High operating temperatures and a longer duration blow cycle (as is typically needed for high enthalpy flow simulation facilities) further compound this. For a given operating pressure and mass flow rate, it requires a larger volume of bed; this means for any given bed diameter a taller pebble bed is needed to achieve higher temperatures at outlet and minimal temperature drop during the chosen blow cycle. Taller structures mean higher initial cost and stringent foundation requirements. Further, higher operating temperature necessitates internal thermal insulation to be employed. This would result in a stouter and stronger vessel. While internal refractory lining and insulation cause to increase the vessel diameter, un-insulated design would result in much thicker shell walls for a given operating pressure owing to lesser allowable stresses at higher operating temperatures.
Thus, pebble bed heaters for high enthalpy blow down facilities like a typical hypersonic wind tunnel facility etc with an operating condition of high pressure, high temperature and high mass flow rates cumulatively
result in a very formidable and challenging vessel design that needs a very large diameter pebble bed heater that is also very tall and made of very thick shell wall.
Economics of design, manufacturing feasibility, compliance to standard design codes and availability of technology etc., collectively pose independent limits on the dimensions of a single vessel that can be fabricated using known and available resources. For example, a shell diameter of 3000 mm to be fabricated out of a 200 mm thick plate represent a reasonable upper limit from unencumbered fabrication point of view. If the design of the pebble-bed heater vessel is to be larger than this, necessarily the vessel has to be split into two or more vessel to be operated in tandem. Thus, high pressure, high temperature and high flow vessels have to be invariably designed as a system comprising of multiple vessels, configured with connecting system of ducts, valves and fittings.
Designs involving multiple vessels suffer from shortcomings arising out of higher raw material content, higher thermal lining and insulation material consumption (vessel shells and end covers) for the same thermal duty, multiple end closure 'dished ends', higher fabrication and inspection costs, higher capital investment owing to the larger space requirement, multiple civil foundation requirements, multiple valves and fittings, multiple instrumentation and controls etc.

◆ STORED RECORDS:
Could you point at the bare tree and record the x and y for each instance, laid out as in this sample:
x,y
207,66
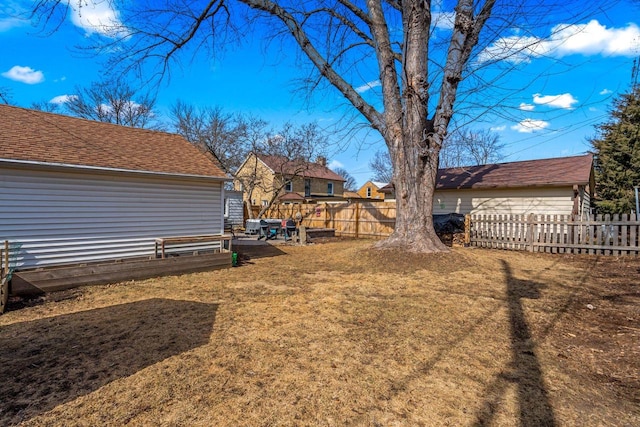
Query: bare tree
x,y
419,75
114,101
467,147
221,134
289,153
350,181
46,106
381,166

◆ OBJECTIVE: Restate the passage of the pebble bed heater text from "Economics of design, manufacturing" through "valves and fittings.", changing "manufacturing feasibility" to "production feasibility".

◆ TASK ANSWER:
Economics of design, production feasibility, compliance to standard design codes and availability of technology etc., collectively pose independent limits on the dimensions of a single vessel that can be fabricated using known and available resources. For example, a shell diameter of 3000 mm to be fabricated out of a 200 mm thick plate represent a reasonable upper limit from unencumbered fabrication point of view. If the design of the pebble-bed heater vessel is to be larger than this, necessarily the vessel has to be split into two or more vessel to be operated in tandem. Thus, high pressure, high temperature and high flow vessels have to be invariably designed as a system comprising of multiple vessels, configured with connecting system of ducts, valves and fittings.